• WORK ITEM: Read the records and gather each line that includes "below".

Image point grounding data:
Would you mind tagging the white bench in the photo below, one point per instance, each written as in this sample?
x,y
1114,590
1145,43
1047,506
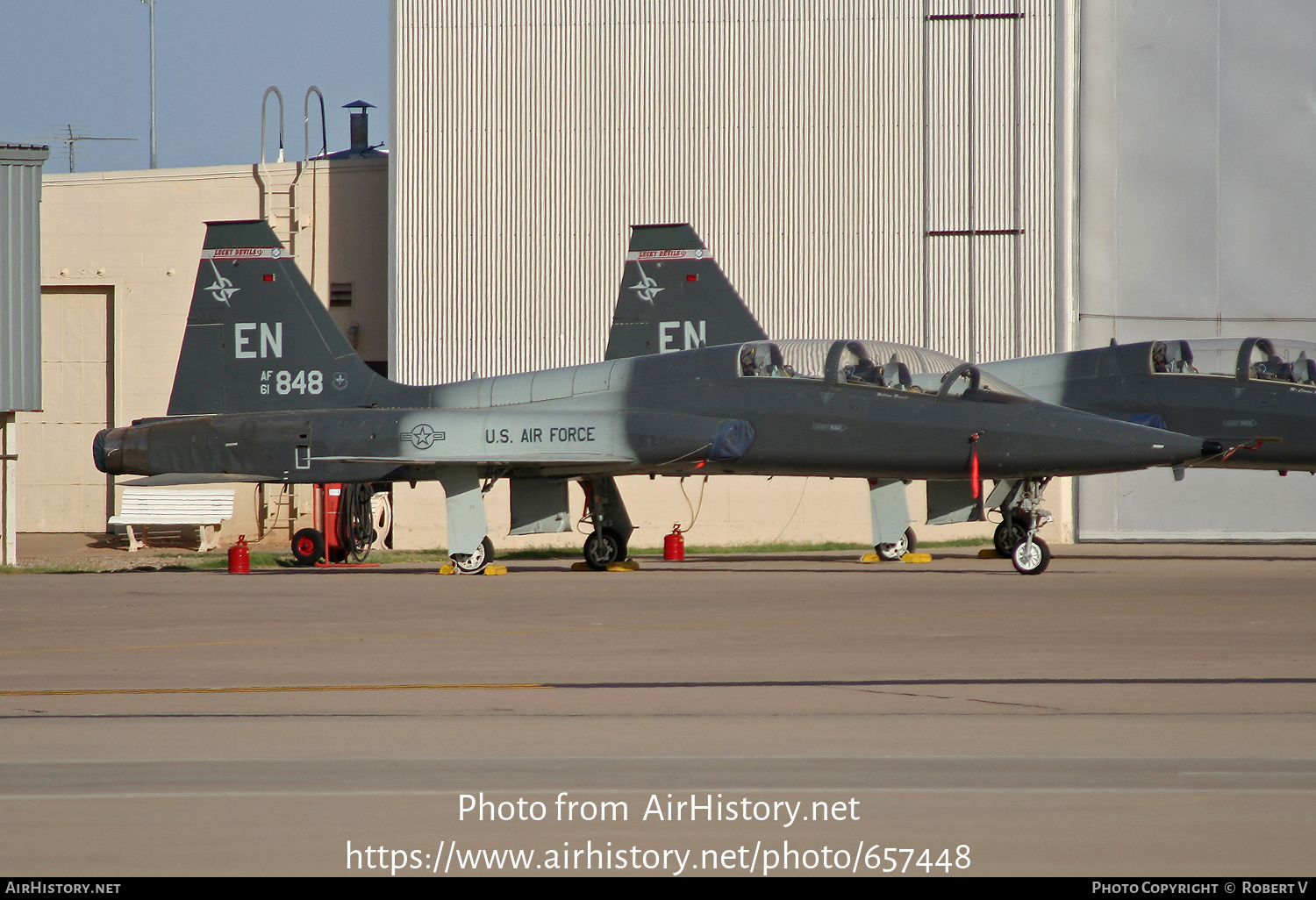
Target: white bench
x,y
147,507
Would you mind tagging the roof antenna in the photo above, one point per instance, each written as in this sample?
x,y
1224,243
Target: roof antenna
x,y
71,137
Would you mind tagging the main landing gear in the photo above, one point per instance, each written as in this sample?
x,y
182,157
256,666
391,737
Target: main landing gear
x,y
474,563
602,547
612,528
1016,536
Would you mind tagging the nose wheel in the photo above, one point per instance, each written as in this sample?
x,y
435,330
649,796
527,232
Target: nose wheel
x,y
474,563
1032,557
894,552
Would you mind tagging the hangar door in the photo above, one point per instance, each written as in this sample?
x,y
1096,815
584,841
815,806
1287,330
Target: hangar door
x,y
60,489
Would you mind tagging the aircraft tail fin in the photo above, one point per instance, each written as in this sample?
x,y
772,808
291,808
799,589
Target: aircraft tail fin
x,y
676,297
260,339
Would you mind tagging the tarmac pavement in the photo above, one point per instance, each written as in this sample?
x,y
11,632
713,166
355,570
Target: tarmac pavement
x,y
1141,711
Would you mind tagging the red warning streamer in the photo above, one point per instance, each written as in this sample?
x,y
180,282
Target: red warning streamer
x,y
976,483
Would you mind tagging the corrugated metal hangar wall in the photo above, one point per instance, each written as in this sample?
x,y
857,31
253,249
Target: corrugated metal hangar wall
x,y
871,168
1198,220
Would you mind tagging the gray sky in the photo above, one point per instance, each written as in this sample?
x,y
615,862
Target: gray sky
x,y
87,63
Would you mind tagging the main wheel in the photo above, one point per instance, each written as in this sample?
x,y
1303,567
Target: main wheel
x,y
1032,558
308,546
894,552
1007,539
603,547
476,562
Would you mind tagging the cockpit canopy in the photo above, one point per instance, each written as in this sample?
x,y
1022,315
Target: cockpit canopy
x,y
1242,358
873,363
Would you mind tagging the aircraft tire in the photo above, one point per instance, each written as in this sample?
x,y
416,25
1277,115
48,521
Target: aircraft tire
x,y
476,562
894,552
603,547
1005,542
1032,562
308,546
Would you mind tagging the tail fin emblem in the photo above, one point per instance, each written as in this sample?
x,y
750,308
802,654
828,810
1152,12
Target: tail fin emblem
x,y
223,287
647,289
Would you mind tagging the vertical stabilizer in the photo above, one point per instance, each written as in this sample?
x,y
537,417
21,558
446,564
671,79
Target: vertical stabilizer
x,y
258,339
676,297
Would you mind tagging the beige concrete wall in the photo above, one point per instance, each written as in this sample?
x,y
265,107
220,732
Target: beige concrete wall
x,y
136,236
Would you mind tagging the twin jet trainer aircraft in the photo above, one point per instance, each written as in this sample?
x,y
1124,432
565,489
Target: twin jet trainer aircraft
x,y
1255,397
268,389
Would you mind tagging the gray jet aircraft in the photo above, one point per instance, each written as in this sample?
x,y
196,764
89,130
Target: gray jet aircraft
x,y
268,389
1255,397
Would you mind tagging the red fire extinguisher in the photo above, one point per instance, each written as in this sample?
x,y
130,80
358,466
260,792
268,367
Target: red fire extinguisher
x,y
674,545
240,558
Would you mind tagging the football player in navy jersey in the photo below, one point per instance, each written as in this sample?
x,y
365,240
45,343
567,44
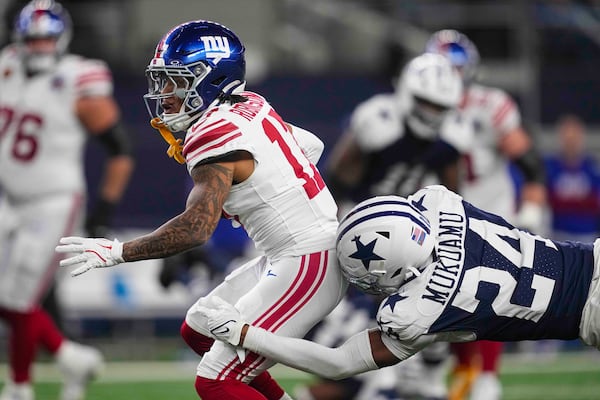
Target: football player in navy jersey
x,y
452,273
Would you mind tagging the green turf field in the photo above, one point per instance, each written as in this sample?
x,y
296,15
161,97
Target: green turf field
x,y
567,377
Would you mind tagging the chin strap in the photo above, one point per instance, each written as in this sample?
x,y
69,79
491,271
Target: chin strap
x,y
175,147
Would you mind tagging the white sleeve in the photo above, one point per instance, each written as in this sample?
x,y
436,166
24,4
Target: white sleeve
x,y
351,358
310,144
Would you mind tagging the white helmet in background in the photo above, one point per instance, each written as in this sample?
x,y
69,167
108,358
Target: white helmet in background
x,y
380,240
428,88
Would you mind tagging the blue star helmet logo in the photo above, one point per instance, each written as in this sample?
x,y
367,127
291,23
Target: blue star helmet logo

• RESULT:
Would you mind tagging the white bench in the photo below, one point per instance, each written as in this sample?
Would you mind tagging the football player in navy jersey in the photo below, one point per instance, each written as in this sample?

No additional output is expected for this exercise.